Could you gather every line of the records below that contains the word "plate"?

>>>

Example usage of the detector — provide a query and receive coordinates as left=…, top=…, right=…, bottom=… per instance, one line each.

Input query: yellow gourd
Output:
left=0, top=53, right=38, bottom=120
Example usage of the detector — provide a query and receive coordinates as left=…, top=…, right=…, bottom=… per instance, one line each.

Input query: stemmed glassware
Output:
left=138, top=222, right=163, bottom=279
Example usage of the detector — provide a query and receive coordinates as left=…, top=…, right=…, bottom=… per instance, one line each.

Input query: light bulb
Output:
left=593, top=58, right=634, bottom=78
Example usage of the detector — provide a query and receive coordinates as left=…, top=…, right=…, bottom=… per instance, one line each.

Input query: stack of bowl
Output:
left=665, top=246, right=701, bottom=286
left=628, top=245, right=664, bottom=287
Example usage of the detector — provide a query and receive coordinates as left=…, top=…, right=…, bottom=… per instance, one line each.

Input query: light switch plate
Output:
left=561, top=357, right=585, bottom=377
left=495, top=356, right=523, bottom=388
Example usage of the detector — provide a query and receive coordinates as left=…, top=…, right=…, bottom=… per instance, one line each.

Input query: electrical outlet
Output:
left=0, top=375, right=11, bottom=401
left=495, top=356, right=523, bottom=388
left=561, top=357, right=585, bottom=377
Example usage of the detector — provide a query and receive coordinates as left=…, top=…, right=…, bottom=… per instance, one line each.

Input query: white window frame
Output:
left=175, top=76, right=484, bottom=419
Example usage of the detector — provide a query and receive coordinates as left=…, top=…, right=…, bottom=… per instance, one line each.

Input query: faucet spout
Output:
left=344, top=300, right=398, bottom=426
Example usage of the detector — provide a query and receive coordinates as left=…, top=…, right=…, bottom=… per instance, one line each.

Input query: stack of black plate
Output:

<<<

§ SOLUTION TO THIS TASK
Input query: light switch plate
Input query: stack of black plate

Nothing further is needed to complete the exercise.